[begin AVAILABLE RECORDS]

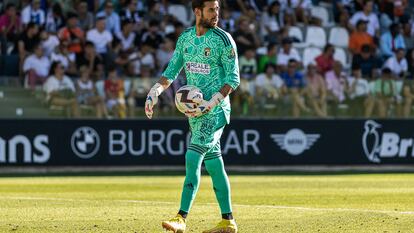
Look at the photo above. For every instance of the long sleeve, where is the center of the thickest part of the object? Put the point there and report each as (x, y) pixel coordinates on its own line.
(230, 64)
(176, 63)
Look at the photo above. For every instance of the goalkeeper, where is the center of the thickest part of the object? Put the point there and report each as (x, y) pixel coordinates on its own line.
(209, 57)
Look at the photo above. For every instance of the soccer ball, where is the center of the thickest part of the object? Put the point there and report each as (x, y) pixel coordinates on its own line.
(188, 97)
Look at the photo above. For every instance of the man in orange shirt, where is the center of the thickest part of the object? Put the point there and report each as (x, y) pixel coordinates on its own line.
(73, 34)
(360, 37)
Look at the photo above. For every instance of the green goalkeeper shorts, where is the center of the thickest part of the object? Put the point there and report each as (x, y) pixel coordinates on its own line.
(206, 132)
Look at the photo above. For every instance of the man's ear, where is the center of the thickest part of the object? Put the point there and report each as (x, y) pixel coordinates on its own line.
(197, 12)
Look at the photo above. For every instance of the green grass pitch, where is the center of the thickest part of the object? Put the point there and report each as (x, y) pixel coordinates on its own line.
(262, 203)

[end AVAILABLE RECORDS]

Lay out every line of the items above as a Markdown table with the columns "Row" and "Line", numbering the rows and skipping blank lines. Leave the pictures out of the answer.

| Row | Line |
|---|---|
| 1 | Look at the photo above. For every instance of the long sleeve, where is the center of the thickest part of the object? Put the point there and report each as (x, y) pixel coordinates on its own line. |
| 2 | (230, 64) |
| 3 | (176, 63) |
| 4 | Look at the photo above. For every instance of the goalkeeper, where is the center of the thickest part of the object? Put the point there and report each as (x, y) pixel coordinates on its own line. |
| 5 | (209, 57) |
| 6 | Look at the photo above. For every instance of the soccer ball, where is the center of the thickest part of the object? Put the point there and report each as (x, y) pixel coordinates on its own line. |
| 7 | (188, 97) |
| 8 | Look at the photo above. For every instance of the man in orange shirt, where is the center of the thickest part of the object? Put the point there and report each as (x, y) pixel coordinates on its own line. |
| 9 | (73, 34) |
| 10 | (360, 37) |
| 11 | Look at the photo above. For every instance of the green goalkeeper shorts, where is the center of the thickest part of the object? Put the point there and report each as (x, y) pixel coordinates on its own line. |
| 12 | (206, 132) |
| 13 | Look at the photo above. For every instance of the man's ear, where is the center of the thickest part of the object? Put the point there and report each as (x, y) pixel coordinates on its own line. |
| 14 | (197, 12) |
| 15 | Look at the photo above. For every instance of the green grass pitch, where is the center of the thickest part of the object? Put the point there and report each as (x, y) pixel coordinates on its own line. |
| 16 | (262, 203) |